Textauszug
===============

| Der FRNRW in den Medien Das Hilfenetz für psychisch kranke Flüchtlinge ist löchrig
Zeitungsartikel der NRZ vom 28. Juli 2016:
Wer aus einem Kriegsgebiet nach Deutschland kommt, hat oft ein Trauma erlitten. Durch Gewalt, den Verlust von Angehörigen, den Stress auf der Flucht. Experten warnen, dass es viel zu wenig Hilfsangebote die Betroffenen gibt.
Würzburg, München, der Selbstmordanschlag des psychisch kranken jungen Syrers in Ansbach: Die Horror-Nachrichten der vergangenen Tage haben zu einer spürbaren Verunsicherung in der Bevölkerung geführt. Das merken auch die Therapeuten, die im Psychosozialen Zentrum (PSZ) in Düsseldorf arbeiten. „Unsere Klienten sind sehr beunruhigt wegen der vielen Gewalt“, sagt Annette Windgasse. Das PSZ ist eine Beratungs- und Therapieeinrichtung für traumatisierte Flüchtlinge. 525 Menschen sind dort im vergangenen Jahr behandelt worden. Ein Bruchteil derer, die Hilfe brauchen. Für Geflüchtete gibt es in Deutschland noch immer viel zu wenige psychotherapeutische Hilfsangebote, warnen Fachleute.
Allein Nordrhein-Westfalen hat in diesem und im vergangenen Jahr bislang etwa 300 000 Flüchtlinge aufgenommen, die allermeisten von ihnen aus Kriegsgebieten wie Syrien, dem Irak oder Afghanistan. Experten schätzen, dass mindestens die Hälfte von ihnen traumatisiert ist durch Gewalterfahrungen, die Zerstörung der gewohnten Lebenswirklichkeit, den Verlust von Angehörigen und die Flucht.

===============

Eingabedaten
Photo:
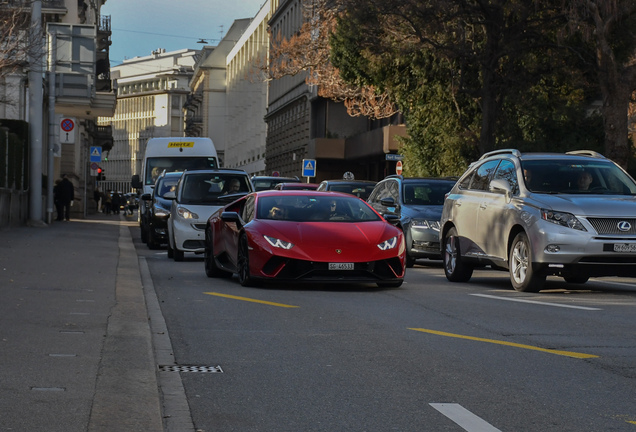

===============

Ihre Aufgaben
[a] Drucken Sie den Zeitungsartikel ab den Worten „Würzburg, München, der“ wörtlich ab und hören Sie nach „Hilfsangebote, warnen Fachleute.“ auf.
[b] Beantworten Sie anhand des Zeitungsartikels die folgenden Fragen:
(i) Wie viele Menschen wurden im vergangenen Jahr im Psychosozialen Zentrum in Düsseldorf behandelt?
(ii) Wie viele Flüchtlinge hat Nordrhein-Westfalen in diesem und im vergangenen Jahr bislang etwa aufgenommen?
(iii) Welcher Anteil dieser Flüchtlinge ist nach Schätzung von Experten mindestens traumatisiert?

Lösungen
[a]
Würzburg, München, der Selbstmordanschlag des psychisch kranken jungen Syrers in Ansbach: Die Horror-Nachrichten der vergangenen Tage haben zu einer spürbaren Verunsicherung in der Bevölkerung geführt. Das merken auch die Therapeuten, die im Psychosozialen Zentrum (PSZ) in Düsseldorf arbeiten. „Unsere Klienten sind sehr beunruhigt wegen der vielen Gewalt“, sagt Annette Windgasse. Das PSZ ist eine Beratungs- und Therapieeinrichtung für traumatisierte Flüchtlinge. 525 Menschen sind dort im vergangenen Jahr behandelt worden. Ein Bruchteil derer, die Hilfe brauchen. Für Geflüchtete gibt es in Deutschland noch immer viel zu wenige psychotherapeutische Hilfsangebote, warnen Fachleute.

[b]
(i) 525 Menschen
(ii) Etwa 300 000 Flüchtlinge
(iii) Mindestens die Hälfte